_What is being asked_.
Each entry should be duplicated exactly, with no line missing.

───── Excerpted records

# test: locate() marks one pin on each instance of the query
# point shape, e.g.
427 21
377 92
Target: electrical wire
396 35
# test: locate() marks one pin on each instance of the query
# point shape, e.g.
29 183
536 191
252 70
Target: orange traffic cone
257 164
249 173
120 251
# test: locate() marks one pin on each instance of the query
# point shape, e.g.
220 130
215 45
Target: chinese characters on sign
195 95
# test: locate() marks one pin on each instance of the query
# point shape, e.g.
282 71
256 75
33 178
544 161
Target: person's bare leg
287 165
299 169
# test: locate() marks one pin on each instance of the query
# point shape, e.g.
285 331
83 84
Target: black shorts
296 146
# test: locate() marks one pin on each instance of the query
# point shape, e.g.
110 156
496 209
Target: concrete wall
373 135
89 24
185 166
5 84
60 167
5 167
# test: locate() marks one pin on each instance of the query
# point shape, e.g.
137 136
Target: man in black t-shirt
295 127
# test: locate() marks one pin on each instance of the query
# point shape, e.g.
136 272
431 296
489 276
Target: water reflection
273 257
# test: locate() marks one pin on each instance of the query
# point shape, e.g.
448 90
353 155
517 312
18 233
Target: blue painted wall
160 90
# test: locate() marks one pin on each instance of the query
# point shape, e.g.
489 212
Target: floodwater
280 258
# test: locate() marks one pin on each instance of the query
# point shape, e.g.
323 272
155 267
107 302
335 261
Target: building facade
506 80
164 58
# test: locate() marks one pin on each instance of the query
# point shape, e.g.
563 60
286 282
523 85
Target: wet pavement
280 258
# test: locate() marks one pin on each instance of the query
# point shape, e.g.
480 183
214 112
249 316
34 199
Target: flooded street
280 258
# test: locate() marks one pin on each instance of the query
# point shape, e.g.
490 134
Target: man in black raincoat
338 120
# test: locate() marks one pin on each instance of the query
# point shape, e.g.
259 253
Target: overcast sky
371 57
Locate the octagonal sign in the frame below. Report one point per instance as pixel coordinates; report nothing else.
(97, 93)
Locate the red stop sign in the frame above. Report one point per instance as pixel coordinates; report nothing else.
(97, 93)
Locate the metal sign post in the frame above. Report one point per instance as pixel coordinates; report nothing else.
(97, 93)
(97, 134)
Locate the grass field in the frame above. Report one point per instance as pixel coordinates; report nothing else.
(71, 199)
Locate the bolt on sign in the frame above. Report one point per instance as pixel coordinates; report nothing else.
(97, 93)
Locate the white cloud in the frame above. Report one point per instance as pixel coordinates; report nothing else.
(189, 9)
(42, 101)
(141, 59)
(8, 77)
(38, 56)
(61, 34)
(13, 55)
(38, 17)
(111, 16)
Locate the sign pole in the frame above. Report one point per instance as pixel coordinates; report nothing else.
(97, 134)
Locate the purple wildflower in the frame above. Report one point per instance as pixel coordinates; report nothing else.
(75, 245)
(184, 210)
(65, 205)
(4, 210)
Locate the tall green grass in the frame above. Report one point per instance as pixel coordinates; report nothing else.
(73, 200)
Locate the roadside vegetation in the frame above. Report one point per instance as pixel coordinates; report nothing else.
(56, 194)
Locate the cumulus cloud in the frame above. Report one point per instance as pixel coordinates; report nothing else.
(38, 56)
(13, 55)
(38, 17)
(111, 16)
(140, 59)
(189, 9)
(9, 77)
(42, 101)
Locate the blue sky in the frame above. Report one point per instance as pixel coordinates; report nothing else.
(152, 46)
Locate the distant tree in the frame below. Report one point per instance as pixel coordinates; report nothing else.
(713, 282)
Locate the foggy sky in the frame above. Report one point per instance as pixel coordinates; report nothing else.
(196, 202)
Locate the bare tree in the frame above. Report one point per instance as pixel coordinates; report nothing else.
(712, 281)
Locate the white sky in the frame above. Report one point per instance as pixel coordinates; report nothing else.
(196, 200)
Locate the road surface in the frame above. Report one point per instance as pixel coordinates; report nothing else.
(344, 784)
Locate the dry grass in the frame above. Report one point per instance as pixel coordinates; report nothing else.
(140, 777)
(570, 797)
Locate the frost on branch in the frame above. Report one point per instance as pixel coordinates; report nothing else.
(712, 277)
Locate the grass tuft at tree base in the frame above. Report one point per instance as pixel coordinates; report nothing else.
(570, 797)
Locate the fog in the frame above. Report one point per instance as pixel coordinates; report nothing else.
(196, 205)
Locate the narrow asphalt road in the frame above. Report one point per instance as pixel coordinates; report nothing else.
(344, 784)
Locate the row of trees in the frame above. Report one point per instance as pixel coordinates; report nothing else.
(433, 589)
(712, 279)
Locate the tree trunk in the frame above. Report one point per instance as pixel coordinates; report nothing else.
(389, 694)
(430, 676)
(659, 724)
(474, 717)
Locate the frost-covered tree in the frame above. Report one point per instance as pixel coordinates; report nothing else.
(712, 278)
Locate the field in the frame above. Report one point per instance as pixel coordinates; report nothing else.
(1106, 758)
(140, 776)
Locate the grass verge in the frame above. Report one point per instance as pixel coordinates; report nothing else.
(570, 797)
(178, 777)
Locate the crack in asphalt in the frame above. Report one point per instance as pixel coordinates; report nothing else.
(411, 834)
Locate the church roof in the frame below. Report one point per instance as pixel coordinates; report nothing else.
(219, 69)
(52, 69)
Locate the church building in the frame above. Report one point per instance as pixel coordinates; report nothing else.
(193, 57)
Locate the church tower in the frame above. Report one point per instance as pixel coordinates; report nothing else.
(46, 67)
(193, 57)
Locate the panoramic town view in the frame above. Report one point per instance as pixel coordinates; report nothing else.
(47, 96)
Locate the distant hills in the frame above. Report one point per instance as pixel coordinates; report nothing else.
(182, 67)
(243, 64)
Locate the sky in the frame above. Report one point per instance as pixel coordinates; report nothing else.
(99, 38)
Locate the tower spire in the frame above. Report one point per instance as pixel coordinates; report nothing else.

──────────

_Completed task_.
# test: locate() marks one pin on each instance of the query
# point shape, e.g.
427 21
377 92
Target: electrical wire
396 35
# test: locate() marks one pin on each instance of the query
# point shape, e.g.
29 183
536 191
252 70
Target: orange traffic cone
257 164
249 173
120 251
# test: locate() marks one pin on each instance of the query
# point shape, e.g.
220 130
215 45
Target: chinese characters on sign
195 95
# test: locate() marks one pin on each instance of the query
# point shape, e.g.
282 71
256 75
33 178
544 161
Target: person's bare leg
287 165
299 169
# test: locate() marks one pin on each instance of the query
# point shape, e.g.
285 331
83 84
Target: black shorts
296 146
# test: locate() marks one pin on each instance of the query
# point shape, e.g.
110 156
496 209
Target: concrete wall
373 135
89 24
185 166
5 84
60 167
5 167
# test: locate() marks one pin on each instance of the query
# point shape, e.g.
137 136
Target: man in black t-shirt
295 127
# test: locate() marks one pin on each instance of the query
# point shape, e.g.
136 272
431 296
489 276
Target: water reflection
273 257
# test: locate() marks one pin on each instance of the query
# point shape, e.g.
448 90
353 155
517 312
18 233
Target: blue painted wall
160 90
# test: locate() marks one pin on each instance of the query
# point shape, e.g.
489 212
Target: floodwater
280 258
# test: locate() marks one pin on each instance of the query
# point shape, e.g.
323 272
155 267
107 302
335 261
Target: building facade
506 80
164 58
# test: locate() marks one pin on each instance of the query
# point shape, e.g.
563 60
286 282
523 85
Target: wet pavement
280 258
# test: locate() marks one pin on each instance of the query
# point shape, e.g.
480 183
214 112
249 316
34 199
Target: flooded street
280 258
# test: locate() marks one pin on each instance of the query
# point shape, e.g.
490 134
Target: man in black raincoat
338 120
# test: locate() marks one pin on each instance of the query
# point shape, e.g.
259 253
Target: overcast sky
371 57
Locate the octagonal sign in the frame below. Report one point per instance as pixel coordinates; report nothing else.
(97, 93)
Locate the red stop sign in the frame above. Report one point per instance as pixel coordinates; report nothing else.
(97, 93)
Locate the metal sign post in the frame above. Report one point per instance as pixel coordinates; report nothing else.
(97, 93)
(97, 134)
Locate the grass field in the frame above. Report one point per instance as pixel coordinates; report nothing else.
(71, 199)
Locate the bolt on sign in the frame above. Report one point per instance as pixel coordinates; report nothing else.
(97, 93)
Locate the white cloud in the frame above. Report one point per instance as pixel coordinates; report nothing else.
(189, 9)
(42, 101)
(141, 59)
(8, 77)
(38, 56)
(61, 34)
(13, 55)
(38, 17)
(111, 16)
Locate the sign pole in the frame above. Report one point per instance as pixel coordinates; report nothing else.
(97, 134)
Locate the purple wildflower in the frame above. Report one point per instance as pixel coordinates; report nothing else.
(75, 245)
(184, 210)
(65, 205)
(4, 210)
Locate the tall green grass in the frame above. Report one point per instance as pixel coordinates; report nothing else.
(73, 200)
Locate the roadside vegetation in the frame above. Report one point per instance as pixel coordinates; report nothing else.
(56, 194)
Locate the cumulus cloud in the frame above. Report one point per instance as pixel coordinates; report nothing else.
(38, 56)
(13, 55)
(38, 17)
(111, 16)
(140, 59)
(189, 9)
(9, 77)
(42, 101)
Locate the blue sky in the frame above. Report one point per instance as pixel coordinates; report nothing else.
(152, 46)
Locate the distant tree in the frame below. Report one point per instance as pixel coordinates; report nothing else.
(713, 282)
Locate the foggy sky in the frame above. Report one point per instance as pixel coordinates; report nothing else.
(196, 202)
Locate the bare tree in the frame above. Report one point per instance as pixel coordinates; report nothing else.
(712, 281)
Locate the white sky in the frame above. Report one point per instance as pixel coordinates; report nothing else.
(196, 200)
Locate the road surface in the frame above. Report one point per instance as pixel coordinates; report nothing else.
(344, 784)
Locate the dry grass in the frame above. Report one point per instance as pixel coordinates; report nothing else.
(140, 777)
(570, 797)
Locate the frost on branch in the frame above. Report one point per instance as pixel coordinates; report nothing else.
(712, 277)
Locate the grass tuft at tree base in the frame above. Report one point per instance as pixel coordinates; report nothing else.
(570, 797)
Locate the fog in the frame above. Report one point per instance as pixel coordinates; report nothing else.
(196, 205)
Locate the narrow asphalt road in the frame above. Report one point per instance as pixel coordinates; report nothing else.
(344, 784)
Locate the row of trees in the frame above. Report one point per instance as pixel coordinates; report nothing else.
(433, 589)
(712, 279)
Locate the tree trunk in the frame above. Report one point per instance as pixel coordinates; report nothing else.
(389, 694)
(430, 676)
(659, 724)
(474, 717)
Locate the frost-covered tree in the frame above. Report one point per instance as pixel coordinates; report nothing else.
(712, 278)
Locate the field in the frame above. Report one point per instance as pixel coordinates; report nothing else.
(1106, 758)
(140, 776)
Locate the grass verge in the frame above. Report one point per instance as pixel coordinates; report nothing else.
(570, 797)
(178, 777)
Locate the crack in asphalt in the frame above. Report one point per instance as pixel coordinates; report nothing else.
(411, 834)
Locate the church roof in the frame below. Report one point per instance as pixel coordinates; report nothing else.
(219, 69)
(52, 69)
Locate the church building in the frame above. Report one point per instance as pixel coordinates; report nothing else.
(193, 57)
Locate the church tower in the frame above. Report one point per instance as pixel coordinates; report nothing else.
(46, 67)
(193, 57)
Locate the panoramic town view in the frame above. Report one point per instance as pixel coordinates; report nothing else.
(47, 96)
Locate the distant hills in the frame above. Report one point per instance as pixel coordinates; report nothing else.
(182, 67)
(243, 64)
Locate the sky in the frame above. Report one point per instance as pixel coordinates; report nothing else.
(99, 38)
Locate the tower spire in the frame above. Report one point per instance as pixel coordinates; report nothing else.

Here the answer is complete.